Conundrum of Desire

I will begin with two poems I wrote. Enjoy and much luv!

Conundrum of Need

How can I

Ever blame you

Legitimately for not helping   for forsaking me?

Please consider, “How could you ever trust me when I have withheld desires?”

Conundrum of Connection

Harry loves Mary, and she’s aware

Emotionally he is fragile as fresh loose leaf–

Lethal when it leaves someone with a

Paper cut.

Meditate on Harry and Mary.

Everyone, how risky is it to be aware?

If this post speaks to you, please know that you are not alone. Do you face difficulty in expressing desire for help? “Yes,” the choir sings! Have you gauged what the difficulty is that is preventing you from using a helping hand this time? Some people go through the litany of responses, like “No, but yes, but you won’t understand, no I can’t just put my finger on it, yes the scalpel can curve it out but then something would be exposed.” Commonly as surgeons of our identity and fate, we have become skilled at dancing around the questions that make us the most vulnerable. Ultimately, your age, gender, race, religion, occupation, work experience, intelligence, etc. does not exempt you from needing a helping hand or responding to the question that sparks vulnerability, “Can I assist you with anything?”

═══

## EXERCISE REQUIREMENTS
Please answer these questions on the Conundrum of Desire post.
(a) How many poems does the writer say the post begins with?
(b) According to the second poem, what is Harry as fragile as emotionally?
(c) What question does the post say sparks vulnerability?
The rows after this point are separate material with no tie to the post.

═══

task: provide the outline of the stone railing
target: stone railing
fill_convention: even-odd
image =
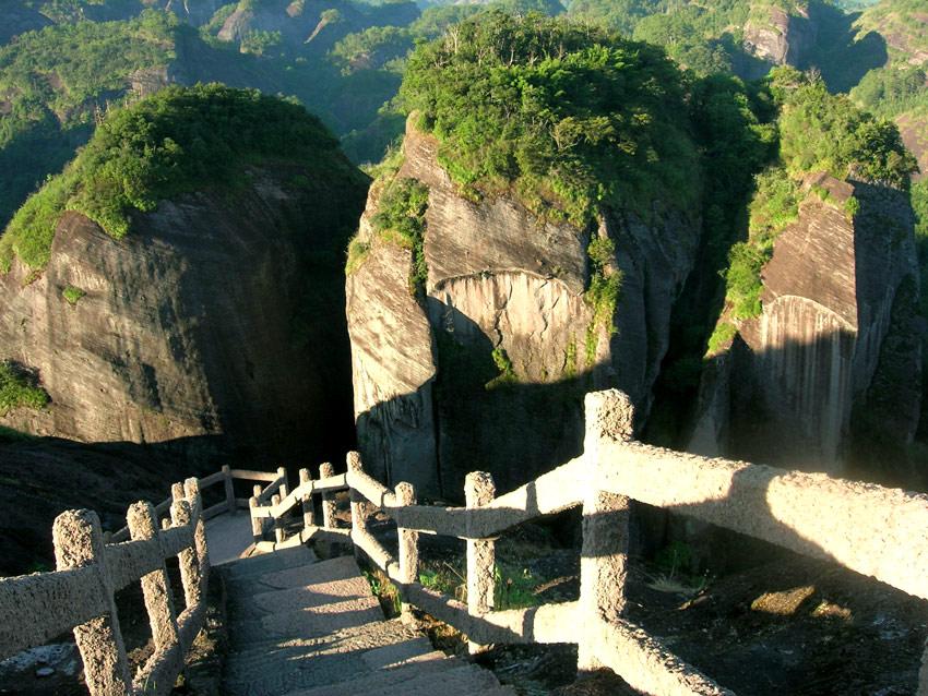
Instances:
[[[264,521],[274,520],[275,541],[264,542],[272,547],[316,539],[354,543],[356,553],[365,553],[396,585],[404,611],[412,604],[450,624],[467,635],[472,649],[490,643],[575,643],[580,670],[607,667],[634,688],[662,696],[731,692],[624,619],[631,500],[837,562],[928,599],[928,496],[653,447],[631,440],[631,422],[622,393],[588,394],[582,457],[499,497],[488,473],[471,473],[465,507],[417,505],[412,485],[384,488],[350,453],[346,475],[334,476],[331,465],[322,465],[320,479],[312,480],[304,469],[300,484],[270,505],[251,499],[255,540]],[[333,493],[346,489],[352,528],[337,529]],[[314,523],[313,493],[322,495],[322,526]],[[297,504],[304,524],[288,540],[282,518]],[[370,533],[370,504],[396,523],[396,555]],[[583,508],[580,599],[493,611],[493,538],[578,505]],[[417,581],[420,532],[466,540],[466,603]],[[919,693],[928,693],[924,658]]]
[[[159,529],[150,503],[127,515],[130,541],[107,543],[93,511],[68,511],[52,528],[57,569],[0,578],[0,658],[73,631],[93,696],[167,694],[205,620],[210,556],[200,482],[176,483]],[[185,609],[178,614],[165,561],[178,556]],[[154,653],[130,675],[115,595],[141,580]]]

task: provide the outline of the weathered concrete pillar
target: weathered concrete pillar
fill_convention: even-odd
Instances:
[[[99,591],[109,604],[102,616],[74,627],[87,689],[92,696],[129,696],[132,677],[116,614],[112,583],[106,569],[99,518],[88,509],[67,511],[55,519],[51,535],[57,569],[94,565],[99,572]]]
[[[281,483],[279,493],[281,500],[284,500],[287,494],[290,492],[289,481],[287,480],[287,470],[284,467],[277,467],[277,478],[284,479],[284,482]]]
[[[271,505],[277,507],[281,504],[281,495],[279,493],[274,493],[271,496]],[[277,543],[284,543],[284,516],[283,515],[274,515],[274,541]]]
[[[252,495],[248,499],[248,514],[251,515],[251,539],[258,543],[264,537],[264,524],[257,516],[255,509],[258,509],[258,496]]]
[[[412,483],[405,481],[397,483],[394,489],[397,505],[415,505],[416,489]],[[419,579],[419,532],[414,529],[396,530],[400,537],[400,581],[415,583]],[[400,589],[400,596],[405,597],[406,592],[403,588]],[[408,622],[413,619],[412,604],[402,603],[402,619]]]
[[[328,479],[335,476],[335,467],[324,461],[319,465],[319,478]],[[335,529],[335,495],[329,491],[322,493],[322,526]]]
[[[349,452],[346,457],[348,463],[348,472],[358,472],[360,473],[364,468],[361,467],[361,458],[357,452]],[[359,532],[367,532],[367,501],[365,496],[358,493],[355,489],[348,489],[350,500],[352,500],[352,529],[356,529]],[[365,552],[361,551],[360,547],[357,544],[353,544],[355,550],[355,560],[361,561],[365,559]]]
[[[227,464],[223,465],[223,487],[225,488],[228,513],[229,515],[235,515],[237,509],[235,504],[235,489],[231,484],[231,468]]]
[[[185,499],[175,501],[170,506],[170,518],[175,527],[191,525],[193,514],[190,502]],[[195,539],[193,547],[185,549],[177,557],[180,565],[180,583],[183,585],[185,603],[188,609],[191,609],[197,607],[202,598],[200,591],[200,559],[197,555]]]
[[[155,508],[151,503],[135,503],[129,508],[126,519],[133,541],[154,539],[156,520]],[[148,610],[155,651],[167,650],[177,643],[177,614],[174,610],[174,599],[164,563],[157,571],[142,577],[142,595],[145,598],[145,609]]]
[[[493,478],[486,471],[472,471],[464,479],[464,497],[468,508],[473,509],[487,505],[492,502],[495,495]],[[471,516],[467,517],[468,527],[471,526]],[[489,539],[468,539],[467,612],[472,616],[479,616],[493,608],[495,566],[495,542]],[[471,655],[474,655],[483,650],[484,646],[471,640],[468,649]]]
[[[197,542],[197,560],[200,564],[200,584],[206,592],[210,579],[210,548],[206,545],[206,524],[203,521],[203,496],[200,495],[200,479],[189,478],[183,482],[183,492],[190,501],[190,514],[193,516],[193,539]]]
[[[312,483],[312,477],[309,473],[309,469],[300,469],[299,470],[299,484],[301,487],[310,488]],[[308,532],[312,527],[316,526],[316,505],[312,502],[312,493],[308,493],[304,491],[302,494],[302,528]]]
[[[583,547],[580,556],[580,613],[583,629],[578,645],[578,670],[599,667],[603,625],[620,616],[626,605],[630,500],[599,490],[599,444],[632,436],[634,409],[618,389],[594,392],[585,398],[586,491],[583,501]]]

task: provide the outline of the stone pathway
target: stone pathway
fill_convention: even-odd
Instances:
[[[236,696],[514,694],[474,664],[384,621],[354,557],[306,547],[216,568],[228,593],[224,693]]]

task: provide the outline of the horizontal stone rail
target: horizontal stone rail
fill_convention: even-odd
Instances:
[[[325,480],[326,491],[348,489],[352,528],[316,527],[306,517],[301,540],[354,544],[397,586],[404,610],[416,605],[471,639],[472,650],[489,643],[573,641],[581,670],[608,667],[647,694],[731,692],[686,664],[623,617],[631,500],[690,515],[800,553],[829,559],[911,595],[928,599],[928,496],[821,473],[711,459],[631,440],[632,408],[616,391],[586,397],[584,455],[530,483],[496,496],[488,475],[467,478],[465,507],[417,505],[412,487],[384,487],[348,455],[344,481]],[[321,476],[325,476],[322,471]],[[267,518],[320,492],[320,481],[301,472],[290,496],[259,508]],[[367,503],[386,513],[400,533],[398,556],[367,529]],[[326,505],[323,497],[323,506]],[[542,515],[583,506],[581,599],[528,610],[492,611],[493,538]],[[418,533],[467,541],[467,602],[417,581]],[[278,541],[281,541],[278,539]],[[921,689],[928,693],[928,667]]]
[[[155,507],[135,503],[127,518],[131,540],[106,543],[93,511],[68,511],[55,520],[57,569],[0,578],[0,659],[73,631],[92,696],[168,694],[205,621],[210,572],[203,505],[197,479],[172,487],[170,527],[159,529]],[[174,609],[166,559],[178,556],[185,609]],[[115,595],[141,581],[154,651],[134,677]]]
[[[258,478],[255,479],[255,477]],[[273,477],[274,479],[276,479],[278,475],[267,473],[266,471],[247,471],[245,469],[230,469],[228,466],[224,466],[215,473],[211,473],[210,476],[200,479],[201,491],[219,482],[222,482],[225,487],[225,500],[222,503],[217,503],[204,509],[203,519],[212,519],[213,517],[222,515],[223,513],[229,513],[234,515],[236,509],[240,507],[248,507],[248,501],[246,499],[235,497],[235,494],[233,492],[233,479],[254,479],[264,481],[267,480],[267,477]],[[165,514],[170,509],[170,505],[172,502],[174,497],[169,496],[166,500],[163,500],[157,505],[155,505],[155,515],[158,519],[164,518]],[[107,535],[105,532],[104,538],[106,539],[107,543],[117,543],[120,541],[126,541],[127,539],[129,539],[129,527],[123,527],[122,529],[119,529],[118,531],[115,531],[111,535]]]

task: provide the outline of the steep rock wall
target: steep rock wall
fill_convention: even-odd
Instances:
[[[765,21],[750,19],[745,23],[745,50],[764,61],[766,69],[770,65],[802,65],[818,37],[818,25],[809,17],[808,10],[796,8],[794,14],[770,7],[762,12]]]
[[[704,376],[693,448],[712,449],[714,432],[728,456],[841,475],[855,405],[903,441],[915,432],[920,332],[884,340],[917,312],[914,295],[900,295],[917,283],[911,208],[880,185],[818,183],[831,202],[811,193],[780,233],[762,274],[763,312],[738,323],[731,350]],[[852,195],[853,217],[843,208]]]
[[[187,439],[198,456],[267,464],[347,430],[341,274],[313,254],[349,225],[364,183],[338,182],[336,209],[329,184],[286,185],[296,173],[251,170],[234,199],[163,201],[121,240],[66,213],[38,279],[19,262],[0,276],[0,355],[38,370],[51,407],[0,420],[84,442]],[[66,288],[84,296],[72,304]]]
[[[390,483],[460,497],[474,469],[503,491],[576,456],[582,395],[594,386],[618,385],[646,417],[698,231],[673,213],[592,230],[612,239],[623,274],[610,334],[583,295],[591,231],[539,220],[511,195],[465,200],[437,149],[408,127],[396,175],[429,187],[423,304],[409,291],[413,252],[369,224],[373,192],[358,235],[370,255],[347,278],[348,329],[366,465]]]

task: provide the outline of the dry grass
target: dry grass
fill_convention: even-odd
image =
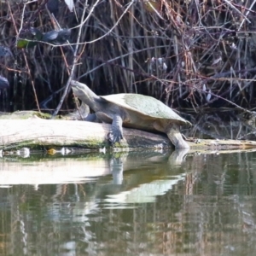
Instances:
[[[61,3],[55,16],[62,28],[72,29],[70,43],[77,42],[84,21],[76,77],[98,94],[143,93],[171,107],[196,111],[236,102],[251,108],[255,102],[256,1],[89,1],[85,5],[81,0],[75,4],[78,20]],[[31,26],[44,32],[54,29],[46,2],[0,5],[1,44],[14,54],[12,60],[1,62],[0,73],[9,79],[11,89],[0,96],[0,108],[55,108],[61,99],[61,91],[54,92],[69,78],[70,49],[44,43],[31,49],[15,47],[17,35],[26,38]],[[62,108],[70,103],[67,98]]]

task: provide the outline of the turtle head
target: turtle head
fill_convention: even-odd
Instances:
[[[94,111],[96,111],[101,98],[84,84],[75,80],[72,80],[70,84],[74,96],[86,105],[89,105]]]

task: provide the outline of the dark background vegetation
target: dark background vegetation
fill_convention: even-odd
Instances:
[[[100,95],[142,93],[195,111],[254,107],[253,0],[73,3],[71,12],[61,0],[0,1],[0,45],[13,54],[0,61],[0,74],[9,81],[1,91],[0,110],[54,110],[74,58],[75,78]],[[67,44],[73,49],[82,26],[75,56],[67,44],[17,47],[19,39],[30,38],[31,27],[55,30],[50,14],[61,28],[70,29]],[[69,90],[61,109],[73,108]]]

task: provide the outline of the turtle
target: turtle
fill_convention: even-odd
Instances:
[[[95,112],[94,117],[102,122],[112,123],[108,133],[108,140],[112,144],[124,138],[124,126],[164,132],[176,148],[189,148],[179,131],[179,125],[191,125],[190,122],[160,101],[132,93],[97,96],[86,84],[75,80],[71,81],[71,86],[74,96]],[[87,119],[92,119],[92,116]]]

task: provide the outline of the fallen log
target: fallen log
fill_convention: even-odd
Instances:
[[[90,149],[110,148],[108,133],[110,125],[76,120],[49,120],[38,117],[28,119],[0,120],[0,149],[9,150],[72,147]],[[115,148],[173,148],[168,137],[143,131],[124,128],[125,141]],[[256,148],[254,141],[190,139],[191,149],[247,149]]]

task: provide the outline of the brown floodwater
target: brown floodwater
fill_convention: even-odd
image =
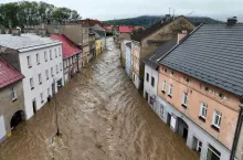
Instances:
[[[1,160],[199,159],[138,94],[112,39],[107,46],[56,95],[62,137],[52,99],[0,146]]]

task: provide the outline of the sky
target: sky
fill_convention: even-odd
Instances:
[[[0,3],[17,0],[0,0]],[[32,0],[39,1],[39,0]],[[83,19],[114,20],[139,15],[179,15],[210,17],[226,21],[237,17],[243,21],[243,0],[42,0],[56,7],[76,10]]]

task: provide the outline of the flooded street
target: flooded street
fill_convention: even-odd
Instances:
[[[55,138],[55,100],[0,146],[1,160],[197,160],[186,141],[147,105],[108,51],[56,95],[62,138]]]

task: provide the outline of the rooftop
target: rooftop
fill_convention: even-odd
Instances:
[[[63,60],[81,53],[81,50],[65,35],[53,34],[51,38],[62,42]]]
[[[243,95],[243,25],[204,24],[160,61],[197,79]]]
[[[149,65],[154,70],[157,70],[159,67],[157,60],[165,56],[166,53],[169,52],[176,45],[177,45],[177,38],[160,45],[156,51],[154,51],[151,54],[149,54],[147,57],[145,57],[145,60],[144,60],[145,64]]]
[[[11,85],[24,76],[0,57],[0,88]]]
[[[19,52],[31,50],[31,47],[40,47],[42,45],[60,44],[50,38],[41,38],[35,34],[21,34],[20,36],[12,34],[0,34],[0,46],[18,50]]]

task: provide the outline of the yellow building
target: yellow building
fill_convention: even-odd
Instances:
[[[102,36],[98,33],[95,33],[95,51],[96,55],[99,55],[103,52]]]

═══

## WORKED ANSWER
(a) Two.
(b) Fresh loose leaf.
(c) "Can I assist you with anything?"